**The task**
How many lines of the data contain the word "cliff"? Reply with the number only.

**Given entries**
......
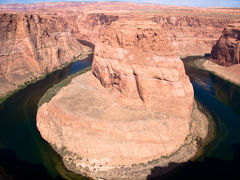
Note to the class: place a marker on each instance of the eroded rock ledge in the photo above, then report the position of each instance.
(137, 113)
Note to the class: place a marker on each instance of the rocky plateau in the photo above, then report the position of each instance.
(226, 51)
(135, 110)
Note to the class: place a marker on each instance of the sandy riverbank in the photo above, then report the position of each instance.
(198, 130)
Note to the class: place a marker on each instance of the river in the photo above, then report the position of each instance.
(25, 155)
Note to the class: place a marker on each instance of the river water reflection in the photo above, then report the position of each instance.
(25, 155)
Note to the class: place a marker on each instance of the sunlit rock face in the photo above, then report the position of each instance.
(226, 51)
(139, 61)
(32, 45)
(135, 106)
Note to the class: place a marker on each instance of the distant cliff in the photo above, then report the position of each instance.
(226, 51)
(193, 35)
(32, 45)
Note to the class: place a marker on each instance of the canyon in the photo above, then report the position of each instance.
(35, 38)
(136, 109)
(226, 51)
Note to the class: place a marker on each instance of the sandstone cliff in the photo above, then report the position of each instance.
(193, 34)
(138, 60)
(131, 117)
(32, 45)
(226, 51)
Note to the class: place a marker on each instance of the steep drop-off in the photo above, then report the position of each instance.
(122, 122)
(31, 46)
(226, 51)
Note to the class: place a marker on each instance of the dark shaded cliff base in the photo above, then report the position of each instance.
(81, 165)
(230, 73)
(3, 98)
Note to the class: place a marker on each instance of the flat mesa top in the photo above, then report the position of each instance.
......
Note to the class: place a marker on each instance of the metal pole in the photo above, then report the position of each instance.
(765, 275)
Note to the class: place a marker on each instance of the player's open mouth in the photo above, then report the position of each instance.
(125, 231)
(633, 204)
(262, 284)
......
**Answer to this problem**
3